> _TEXT PASSAGE_:
Does that even sound believable to anyone else?


----------



## Chaparral

There is virtually no chance this is true. There is a lot more going on than you have caught.

Have you checked her phone bill for numbers texted and called, what kind of phone does she have, the texts from many smart phones can be retrieved if deleted?

If you want to find out what is going on you will have to go into detective mode. If he isn't married is she wanting to stay with you?

You will most likely have to threaten a polygraph or else divorce situation.

Any kids?


----------



## timedoesnothealall

Think about it: Does it take 10-15 minutes to answer a door if you're merely talking?


----------



## Rottdad42

I call BS to the whole thing. No truth whatsoever. If I missed my wife's call, I would tell her. We all look at our phones at least four times a day. She was ignoring you flat out. If you have a family and one of you is a stay at home person, I always call to see how she is doing. Part of it is self preservation, to know what I'm walking into when I get home from work. The other part to your story, no way they kept their hands to themselves. Just don't believe it. The delay from answering the door, fixing themselves you popped them and they know it. This is far from over, good luck.

> _TASK STATEMENT_: Please quote the part of the forum thread above that opens with the words containing "If you want" and closes with "else divorce situation.".

> _STORED RECORDS_:
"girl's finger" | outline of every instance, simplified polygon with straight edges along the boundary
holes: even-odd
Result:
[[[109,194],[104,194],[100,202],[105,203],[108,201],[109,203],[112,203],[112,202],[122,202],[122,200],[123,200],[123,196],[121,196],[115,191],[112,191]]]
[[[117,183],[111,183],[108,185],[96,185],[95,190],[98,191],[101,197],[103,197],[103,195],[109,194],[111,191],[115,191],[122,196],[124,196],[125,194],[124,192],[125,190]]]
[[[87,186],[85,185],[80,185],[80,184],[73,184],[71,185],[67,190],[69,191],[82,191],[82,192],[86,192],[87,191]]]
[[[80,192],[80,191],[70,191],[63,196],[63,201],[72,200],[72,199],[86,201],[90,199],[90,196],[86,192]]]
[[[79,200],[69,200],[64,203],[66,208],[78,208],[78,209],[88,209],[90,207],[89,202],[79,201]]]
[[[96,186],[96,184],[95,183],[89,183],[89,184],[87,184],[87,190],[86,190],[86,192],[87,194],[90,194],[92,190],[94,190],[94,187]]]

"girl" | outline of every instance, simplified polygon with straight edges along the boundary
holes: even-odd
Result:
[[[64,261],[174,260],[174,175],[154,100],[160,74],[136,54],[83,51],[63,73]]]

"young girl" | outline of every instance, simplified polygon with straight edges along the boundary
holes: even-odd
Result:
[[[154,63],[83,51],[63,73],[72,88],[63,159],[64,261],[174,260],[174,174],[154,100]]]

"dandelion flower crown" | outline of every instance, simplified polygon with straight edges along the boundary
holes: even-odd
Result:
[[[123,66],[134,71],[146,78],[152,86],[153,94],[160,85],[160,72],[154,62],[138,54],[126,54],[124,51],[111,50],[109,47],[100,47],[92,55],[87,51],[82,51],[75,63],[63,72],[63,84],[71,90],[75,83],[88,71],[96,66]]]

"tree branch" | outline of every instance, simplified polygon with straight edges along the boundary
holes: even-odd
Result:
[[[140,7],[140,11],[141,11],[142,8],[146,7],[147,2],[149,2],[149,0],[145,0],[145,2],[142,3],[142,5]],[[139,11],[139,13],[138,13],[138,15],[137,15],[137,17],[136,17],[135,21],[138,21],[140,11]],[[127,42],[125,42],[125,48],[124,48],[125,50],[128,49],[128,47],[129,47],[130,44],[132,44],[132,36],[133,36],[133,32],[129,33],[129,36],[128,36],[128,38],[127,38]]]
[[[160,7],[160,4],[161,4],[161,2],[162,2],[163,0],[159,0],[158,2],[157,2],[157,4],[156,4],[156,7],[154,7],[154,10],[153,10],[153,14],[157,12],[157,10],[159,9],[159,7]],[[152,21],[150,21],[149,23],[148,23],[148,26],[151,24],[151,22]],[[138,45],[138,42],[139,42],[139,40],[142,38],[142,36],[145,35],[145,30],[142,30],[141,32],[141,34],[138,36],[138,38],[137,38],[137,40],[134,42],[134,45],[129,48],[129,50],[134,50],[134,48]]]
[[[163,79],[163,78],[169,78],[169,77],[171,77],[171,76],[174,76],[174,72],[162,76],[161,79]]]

> _RESPONSE TO THE TASK_:
If you want to find out what is going on you will have to go into detective mode. If he isn't married is she wanting to stay with you?

You will most likely have to threaten a polygraph or else divorce situation.